» PASSAGE CHOISI
- - - -

"Je n'ai jamais voulu faire ce métier" : Ahmed Sylla à l’affiche d’un 16e long métrage

Tous les jours, une personnalité s'invite dans le monde d'Élodie Suigo. Mercredi 17 avril 2024 : l’humoriste et acteur, Ahmed Sylla. Il est à l’affiche du nouveau film de Ludovic Bernard : "Ici et là-bas".
Article rédigé par Elodie Suigo
Radio France
Publié Mis à jour
Temps de lecture : 6min
L'humoriste et acteur Ahmed Sylla, le 23 mai 2023. (VALERY HACHE / AFP)

Ahmed Sylla est cet acteur au sourire constant, contagieux et toujours sincère. Un acteur qui a rencontré son public d'abord dans le Samba Show, mais aussi les cafés-théâtres avant ses premiers grands rôles au cinéma dans L'Ascension de Ludovic Bernard en 2017, Chacun pour tous de Vianney Lebasque en 2018 ou encore Le Dindon de Jalil Lespert en 2019.

- - - -

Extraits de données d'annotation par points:

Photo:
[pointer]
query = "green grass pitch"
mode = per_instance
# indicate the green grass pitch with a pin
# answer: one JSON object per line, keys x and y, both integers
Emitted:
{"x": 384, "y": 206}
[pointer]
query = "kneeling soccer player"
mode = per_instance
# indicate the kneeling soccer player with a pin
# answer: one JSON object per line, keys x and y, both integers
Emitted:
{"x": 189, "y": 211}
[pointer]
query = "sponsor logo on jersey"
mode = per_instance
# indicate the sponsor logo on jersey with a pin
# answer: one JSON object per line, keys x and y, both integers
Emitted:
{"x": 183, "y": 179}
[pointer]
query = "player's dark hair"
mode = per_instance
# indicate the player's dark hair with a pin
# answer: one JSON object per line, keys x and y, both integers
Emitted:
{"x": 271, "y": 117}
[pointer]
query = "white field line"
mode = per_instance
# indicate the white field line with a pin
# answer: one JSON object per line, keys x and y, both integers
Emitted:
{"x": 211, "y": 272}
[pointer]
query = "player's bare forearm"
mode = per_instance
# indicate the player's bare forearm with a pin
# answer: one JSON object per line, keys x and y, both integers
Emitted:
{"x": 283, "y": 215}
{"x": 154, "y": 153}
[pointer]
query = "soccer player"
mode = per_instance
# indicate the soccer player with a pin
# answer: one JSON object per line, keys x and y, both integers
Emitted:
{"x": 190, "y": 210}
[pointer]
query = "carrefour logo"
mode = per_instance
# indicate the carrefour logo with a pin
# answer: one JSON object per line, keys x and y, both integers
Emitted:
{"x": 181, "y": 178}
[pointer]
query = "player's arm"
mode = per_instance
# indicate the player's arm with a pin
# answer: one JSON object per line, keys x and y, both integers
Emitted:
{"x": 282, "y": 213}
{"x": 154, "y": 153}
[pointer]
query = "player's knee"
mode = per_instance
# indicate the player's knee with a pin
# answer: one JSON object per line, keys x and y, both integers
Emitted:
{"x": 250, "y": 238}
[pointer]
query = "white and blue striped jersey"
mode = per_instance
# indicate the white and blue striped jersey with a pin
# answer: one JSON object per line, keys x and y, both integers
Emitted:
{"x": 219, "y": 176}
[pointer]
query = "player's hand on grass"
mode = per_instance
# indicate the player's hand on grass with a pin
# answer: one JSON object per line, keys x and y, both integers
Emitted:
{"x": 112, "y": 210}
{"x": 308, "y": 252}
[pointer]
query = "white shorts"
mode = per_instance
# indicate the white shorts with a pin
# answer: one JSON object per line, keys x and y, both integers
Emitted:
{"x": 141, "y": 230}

- - - -

» CONSIGNES DE L'EXERCICE
[a] D'après l'article sur Ahmed Sylla, dans quel nouveau film de Ludovic Bernard l'acteur est-il à l'affiche ?
[b] Reprenez tel quel, s'il vous plaît, le passage de l'article sur Ahmed Sylla qui va de « Article rédigé par » à « Lespert en 2019. », bornes incluses.
Les lignes n'ont aucun rôle dans cet exercice.

» SOLUTIONS CI-DESSOUS
[a] Il est à l'affiche de « Ici et là-bas ».

[b]
Article rédigé par Elodie Suigo
Radio France
Publié Mis à jour
Temps de lecture : 6min
L'humoriste et acteur Ahmed Sylla, le 23 mai 2023. (VALERY HACHE / AFP)

Ahmed Sylla est cet acteur au sourire constant, contagieux et toujours sincère. Un acteur qui a rencontré son public d'abord dans le Samba Show, mais aussi les cafés-théâtres avant ses premiers grands rôles au cinéma dans L'Ascension de Ludovic Bernard en 2017, Chacun pour tous de Vianney Lebasque en 2018 ou encore Le Dindon de Jalil Lespert en 2019.